[jira] [Updated] (HDDS-3155) Improved ozone flush implementation to make it faster.

mingchao zhao (Jira) Tue, 10 Mar 2020 21:03:24 -0700


     [ 
https://issues.apache.org/jira/browse/HDDS-3155?page=com.atlassian.jira.plugin.system.issuetabpanels:all-tabpanel
 ]


mingchao zhao updated HDDS-3155:
--------------------------------
    Description: 
Background:

    When we execute mapreduce in the ozone, we find that the task will be stuck 
for a long time after the completion of Map and Reduce. The log is as follows:
{code:java}
//Refer to the attachment: stdout
20/03/05 14:43:30 INFO mapreduce.Job: map 100% reduce 33% 
20/03/05 14:43:33 INFO mapreduce.Job: map 100% reduce 100% 
20/03/05 15:29:52 INFO mapreduce.Job: Job job_1583385253878_0002 completed 
successfully{code}
    By looking at AM's log, we found that the time of over 40 minutes is AM 
writing a task log into ozone.

■ **EXERCISE REQUIREMENTS**
A - In the HDDS-3155 issue update, swap "ozone" for "HDFS" and give the passage again, beginning at the words "When we execute" and stopping after "log into ozone.".
B - According to the HDDS-3155 issue update, how much time did the AM spend writing a task log into ozone?
C - Take the HDDS-3155 issue description further, starting after its last sentence.

■ **EXTRACTED ENTRIES**
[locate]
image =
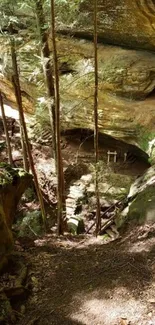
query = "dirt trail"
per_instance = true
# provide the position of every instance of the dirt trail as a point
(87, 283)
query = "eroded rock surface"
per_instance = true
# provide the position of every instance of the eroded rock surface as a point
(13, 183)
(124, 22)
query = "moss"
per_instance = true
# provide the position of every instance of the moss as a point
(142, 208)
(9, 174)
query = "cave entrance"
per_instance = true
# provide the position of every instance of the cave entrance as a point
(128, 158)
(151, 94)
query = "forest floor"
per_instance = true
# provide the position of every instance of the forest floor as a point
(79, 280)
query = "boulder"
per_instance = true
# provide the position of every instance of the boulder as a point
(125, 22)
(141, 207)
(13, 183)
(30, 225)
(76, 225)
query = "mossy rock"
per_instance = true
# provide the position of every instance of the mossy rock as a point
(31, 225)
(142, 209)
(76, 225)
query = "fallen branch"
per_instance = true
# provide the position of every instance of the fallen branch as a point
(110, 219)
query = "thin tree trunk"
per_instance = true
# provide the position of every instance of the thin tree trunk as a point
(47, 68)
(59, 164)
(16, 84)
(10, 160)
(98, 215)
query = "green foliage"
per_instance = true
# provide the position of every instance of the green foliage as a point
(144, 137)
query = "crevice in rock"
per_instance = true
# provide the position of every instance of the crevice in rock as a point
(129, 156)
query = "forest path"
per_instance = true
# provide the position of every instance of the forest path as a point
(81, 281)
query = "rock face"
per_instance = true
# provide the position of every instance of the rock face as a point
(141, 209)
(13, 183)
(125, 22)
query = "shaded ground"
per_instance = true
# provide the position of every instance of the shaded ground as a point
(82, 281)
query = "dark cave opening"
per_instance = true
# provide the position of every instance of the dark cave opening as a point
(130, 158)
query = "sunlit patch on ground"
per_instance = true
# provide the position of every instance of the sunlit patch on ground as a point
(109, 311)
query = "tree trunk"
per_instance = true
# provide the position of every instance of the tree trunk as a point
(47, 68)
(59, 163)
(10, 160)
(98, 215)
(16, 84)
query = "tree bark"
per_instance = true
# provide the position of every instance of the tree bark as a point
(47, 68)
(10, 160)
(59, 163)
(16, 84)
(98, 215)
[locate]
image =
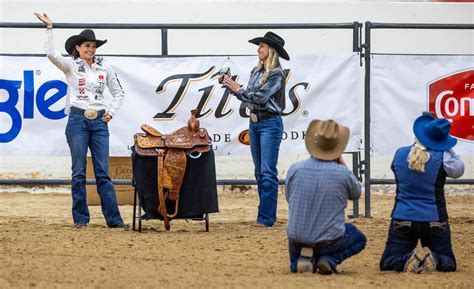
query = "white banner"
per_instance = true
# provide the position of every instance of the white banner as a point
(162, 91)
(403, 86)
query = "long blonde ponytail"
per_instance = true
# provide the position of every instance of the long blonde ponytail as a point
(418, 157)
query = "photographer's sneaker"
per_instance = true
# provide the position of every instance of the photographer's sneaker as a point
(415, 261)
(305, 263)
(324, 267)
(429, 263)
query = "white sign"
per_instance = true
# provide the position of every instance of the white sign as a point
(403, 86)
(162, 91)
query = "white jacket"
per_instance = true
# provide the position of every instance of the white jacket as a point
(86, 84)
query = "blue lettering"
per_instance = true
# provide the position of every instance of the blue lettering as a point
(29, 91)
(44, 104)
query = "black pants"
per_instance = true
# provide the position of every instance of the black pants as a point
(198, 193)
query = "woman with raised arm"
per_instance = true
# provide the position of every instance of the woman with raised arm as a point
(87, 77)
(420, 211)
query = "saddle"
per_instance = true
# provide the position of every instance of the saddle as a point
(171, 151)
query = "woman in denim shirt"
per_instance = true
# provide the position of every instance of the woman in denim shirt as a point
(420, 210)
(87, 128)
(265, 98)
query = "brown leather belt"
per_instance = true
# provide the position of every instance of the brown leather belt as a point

==

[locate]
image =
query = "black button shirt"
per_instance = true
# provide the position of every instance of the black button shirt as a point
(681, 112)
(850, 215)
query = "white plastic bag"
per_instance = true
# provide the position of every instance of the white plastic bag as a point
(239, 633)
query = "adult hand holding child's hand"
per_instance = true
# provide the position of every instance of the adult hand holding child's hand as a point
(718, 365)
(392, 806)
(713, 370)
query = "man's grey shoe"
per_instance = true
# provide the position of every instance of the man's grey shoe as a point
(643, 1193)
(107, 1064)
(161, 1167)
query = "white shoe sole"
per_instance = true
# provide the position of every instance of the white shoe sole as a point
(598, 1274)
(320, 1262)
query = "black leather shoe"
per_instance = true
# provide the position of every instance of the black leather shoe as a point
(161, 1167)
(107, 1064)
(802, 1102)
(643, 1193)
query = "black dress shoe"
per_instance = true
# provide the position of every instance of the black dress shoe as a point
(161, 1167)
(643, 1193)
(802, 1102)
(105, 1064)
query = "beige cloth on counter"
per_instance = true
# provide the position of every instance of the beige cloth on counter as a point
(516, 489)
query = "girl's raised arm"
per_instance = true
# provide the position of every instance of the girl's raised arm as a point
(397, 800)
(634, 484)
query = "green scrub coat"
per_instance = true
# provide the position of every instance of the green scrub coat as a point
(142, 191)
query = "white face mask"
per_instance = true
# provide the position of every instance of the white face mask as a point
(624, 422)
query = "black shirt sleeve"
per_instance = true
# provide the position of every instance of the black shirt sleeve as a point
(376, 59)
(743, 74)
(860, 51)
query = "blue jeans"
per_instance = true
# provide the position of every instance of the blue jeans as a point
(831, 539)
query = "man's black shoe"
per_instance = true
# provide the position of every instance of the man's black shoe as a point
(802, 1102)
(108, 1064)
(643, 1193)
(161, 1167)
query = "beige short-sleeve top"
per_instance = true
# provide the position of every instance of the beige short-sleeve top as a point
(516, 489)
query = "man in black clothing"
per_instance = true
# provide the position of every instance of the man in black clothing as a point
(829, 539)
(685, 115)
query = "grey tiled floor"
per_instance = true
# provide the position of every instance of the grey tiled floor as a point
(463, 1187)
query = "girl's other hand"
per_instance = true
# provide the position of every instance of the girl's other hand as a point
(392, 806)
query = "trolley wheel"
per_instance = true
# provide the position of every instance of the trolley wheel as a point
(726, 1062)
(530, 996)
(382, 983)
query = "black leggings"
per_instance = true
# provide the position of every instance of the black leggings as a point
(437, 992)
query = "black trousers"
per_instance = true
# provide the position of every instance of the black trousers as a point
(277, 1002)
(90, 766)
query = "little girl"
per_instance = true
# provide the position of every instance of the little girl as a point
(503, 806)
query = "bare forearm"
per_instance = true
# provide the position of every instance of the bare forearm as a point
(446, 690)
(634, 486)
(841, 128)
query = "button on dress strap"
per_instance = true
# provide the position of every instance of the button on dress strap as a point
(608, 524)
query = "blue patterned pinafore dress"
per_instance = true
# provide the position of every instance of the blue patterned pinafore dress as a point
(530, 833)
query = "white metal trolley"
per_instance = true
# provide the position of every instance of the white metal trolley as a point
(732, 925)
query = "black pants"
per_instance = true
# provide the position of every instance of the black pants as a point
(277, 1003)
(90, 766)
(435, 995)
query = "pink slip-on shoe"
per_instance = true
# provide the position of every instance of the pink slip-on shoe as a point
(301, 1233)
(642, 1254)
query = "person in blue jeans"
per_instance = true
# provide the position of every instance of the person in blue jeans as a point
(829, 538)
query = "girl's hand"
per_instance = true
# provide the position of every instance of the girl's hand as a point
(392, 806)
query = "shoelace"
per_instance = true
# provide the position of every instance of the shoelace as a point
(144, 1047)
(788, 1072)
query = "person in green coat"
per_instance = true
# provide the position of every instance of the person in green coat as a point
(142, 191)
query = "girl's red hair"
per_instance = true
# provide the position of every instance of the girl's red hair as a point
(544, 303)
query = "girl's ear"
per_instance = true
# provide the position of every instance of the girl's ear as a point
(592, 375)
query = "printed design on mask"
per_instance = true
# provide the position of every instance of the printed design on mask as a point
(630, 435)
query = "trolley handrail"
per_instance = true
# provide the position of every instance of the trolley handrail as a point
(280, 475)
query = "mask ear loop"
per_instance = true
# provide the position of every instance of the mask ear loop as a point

==

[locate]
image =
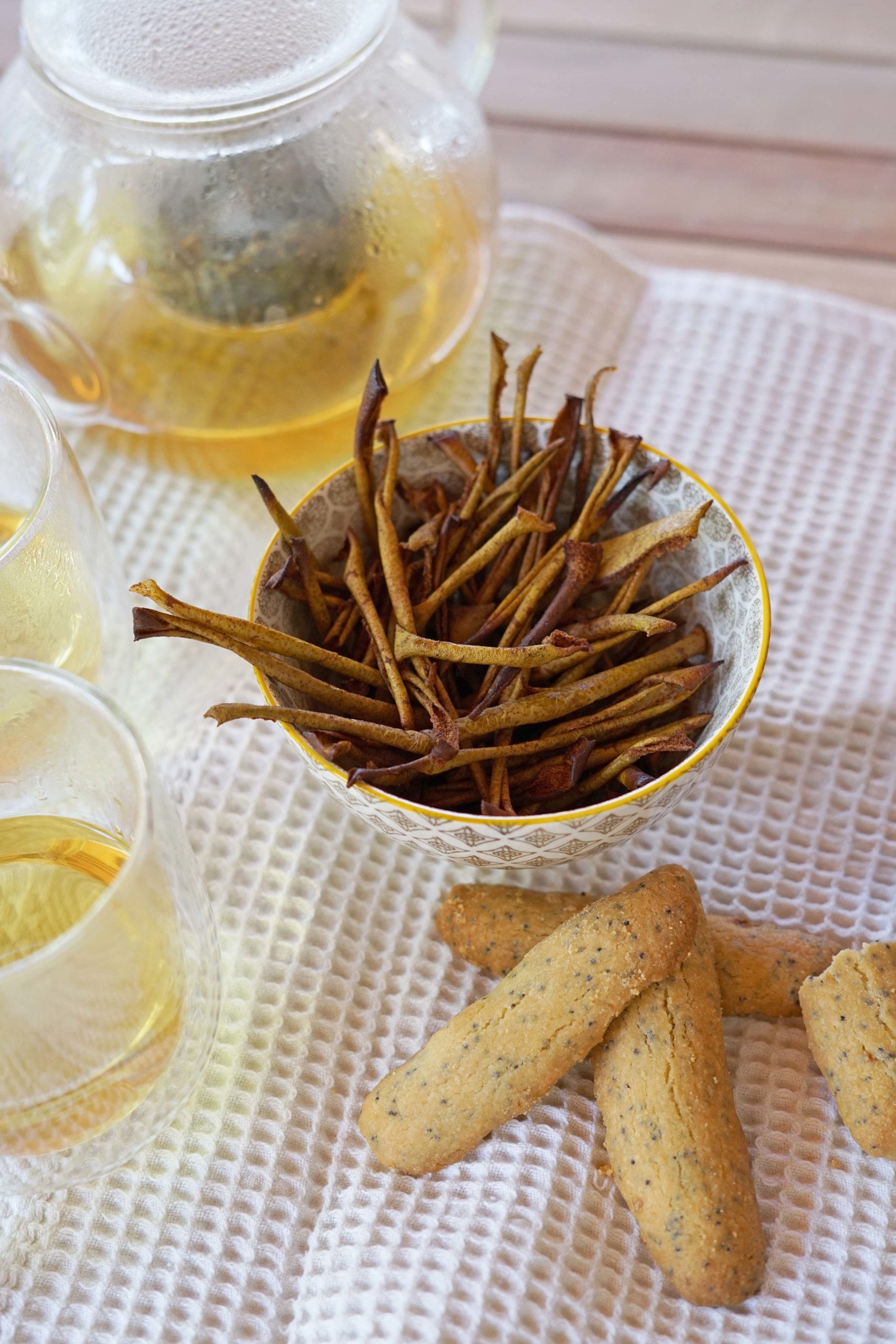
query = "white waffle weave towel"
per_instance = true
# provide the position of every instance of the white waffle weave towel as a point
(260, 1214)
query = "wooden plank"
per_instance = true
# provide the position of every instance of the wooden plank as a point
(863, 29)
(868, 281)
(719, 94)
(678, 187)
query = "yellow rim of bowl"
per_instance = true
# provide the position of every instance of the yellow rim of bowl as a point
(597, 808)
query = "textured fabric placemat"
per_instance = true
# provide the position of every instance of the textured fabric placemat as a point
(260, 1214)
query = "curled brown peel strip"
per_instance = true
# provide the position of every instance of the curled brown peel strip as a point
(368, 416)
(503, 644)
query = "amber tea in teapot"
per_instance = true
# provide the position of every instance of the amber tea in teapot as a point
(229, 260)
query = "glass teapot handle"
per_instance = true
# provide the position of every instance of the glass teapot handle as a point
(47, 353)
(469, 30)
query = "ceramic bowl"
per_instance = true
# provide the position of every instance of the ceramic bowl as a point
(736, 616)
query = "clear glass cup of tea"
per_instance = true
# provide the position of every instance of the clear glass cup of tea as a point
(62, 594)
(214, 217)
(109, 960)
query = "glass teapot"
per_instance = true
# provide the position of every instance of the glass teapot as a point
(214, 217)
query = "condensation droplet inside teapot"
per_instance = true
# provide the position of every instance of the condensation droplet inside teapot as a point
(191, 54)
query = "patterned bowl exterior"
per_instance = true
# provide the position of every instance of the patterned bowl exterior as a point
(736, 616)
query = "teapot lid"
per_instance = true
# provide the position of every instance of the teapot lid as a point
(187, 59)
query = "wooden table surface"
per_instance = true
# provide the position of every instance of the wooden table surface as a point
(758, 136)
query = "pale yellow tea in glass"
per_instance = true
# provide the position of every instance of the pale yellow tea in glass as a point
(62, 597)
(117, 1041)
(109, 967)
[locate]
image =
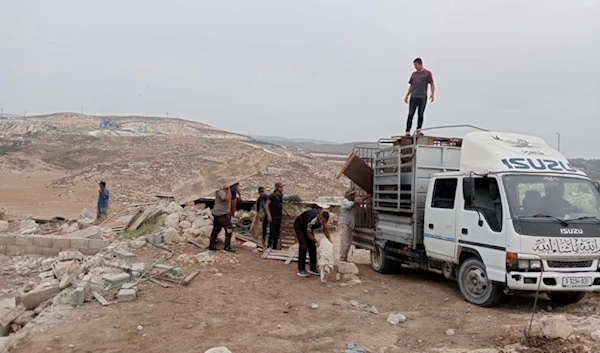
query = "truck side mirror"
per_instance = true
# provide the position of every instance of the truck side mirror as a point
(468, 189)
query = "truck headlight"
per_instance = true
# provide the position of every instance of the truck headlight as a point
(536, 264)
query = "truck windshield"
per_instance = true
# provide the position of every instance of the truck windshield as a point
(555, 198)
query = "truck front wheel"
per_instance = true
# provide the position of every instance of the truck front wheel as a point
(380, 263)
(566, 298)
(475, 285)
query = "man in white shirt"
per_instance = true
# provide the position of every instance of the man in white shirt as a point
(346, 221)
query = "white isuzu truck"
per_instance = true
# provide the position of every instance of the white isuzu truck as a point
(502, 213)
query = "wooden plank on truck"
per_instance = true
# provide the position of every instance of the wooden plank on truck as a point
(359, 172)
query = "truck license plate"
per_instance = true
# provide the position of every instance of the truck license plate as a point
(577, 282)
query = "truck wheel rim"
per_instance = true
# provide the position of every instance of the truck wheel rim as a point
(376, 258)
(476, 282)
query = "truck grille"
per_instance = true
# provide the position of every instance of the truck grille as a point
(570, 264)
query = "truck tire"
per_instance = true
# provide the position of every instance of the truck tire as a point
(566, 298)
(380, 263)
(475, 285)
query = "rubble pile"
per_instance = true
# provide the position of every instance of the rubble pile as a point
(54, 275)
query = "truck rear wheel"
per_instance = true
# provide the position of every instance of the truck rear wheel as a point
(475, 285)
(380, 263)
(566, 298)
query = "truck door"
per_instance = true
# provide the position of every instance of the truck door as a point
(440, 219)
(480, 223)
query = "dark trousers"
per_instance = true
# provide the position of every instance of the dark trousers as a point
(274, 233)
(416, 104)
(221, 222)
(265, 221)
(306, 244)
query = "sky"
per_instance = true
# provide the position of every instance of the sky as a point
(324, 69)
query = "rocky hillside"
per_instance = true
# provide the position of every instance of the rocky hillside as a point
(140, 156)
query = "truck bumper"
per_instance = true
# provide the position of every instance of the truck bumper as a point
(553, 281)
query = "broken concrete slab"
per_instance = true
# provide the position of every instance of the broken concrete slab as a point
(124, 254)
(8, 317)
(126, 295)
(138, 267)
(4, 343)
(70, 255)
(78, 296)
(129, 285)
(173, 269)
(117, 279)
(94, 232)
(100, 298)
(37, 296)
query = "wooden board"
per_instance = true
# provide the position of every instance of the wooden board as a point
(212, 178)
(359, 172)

■ **ANSWERS TO THE TASKS**
A -
When we execute mapreduce in the HDFS, we find that the task will be stuck 
for a long time after the completion of Map and Reduce. The log is as follows:
{code:java}
//Refer to the attachment: stdout
20/03/05 14:43:30 INFO mapreduce.Job: map 100% reduce 33% 
20/03/05 14:43:33 INFO mapreduce.Job: map 100% reduce 100% 
20/03/05 15:29:52 INFO mapreduce.Job: Job job_1583385253878_0002 completed 
successfully{code}
    By looking at AM's log, we found that the time of over 40 minutes is AM 
writing a task log into HDFS.

B - Over 40 minutes.

C -
At present, after MR execution, the Task information is recorded into the log 
on HDFS or ozone by AM.  Moreover, the task information is flush to HDFS or 
ozone one by one 
([details|https://github.com/apache/hadoop/blob/a55d6bba71c81c1c4e9d8cd11f55c78f10a548b0/hadoop-mapreduce-project/hadoop-mapreduce-client/hadoop-mapreduce-client-app/src/main/java/org/apache/hadoop/mapreduce/jobhistory/JobHistoryEventHandler.java#L1640]).
 

     The problem occurs when the number of task maps is large.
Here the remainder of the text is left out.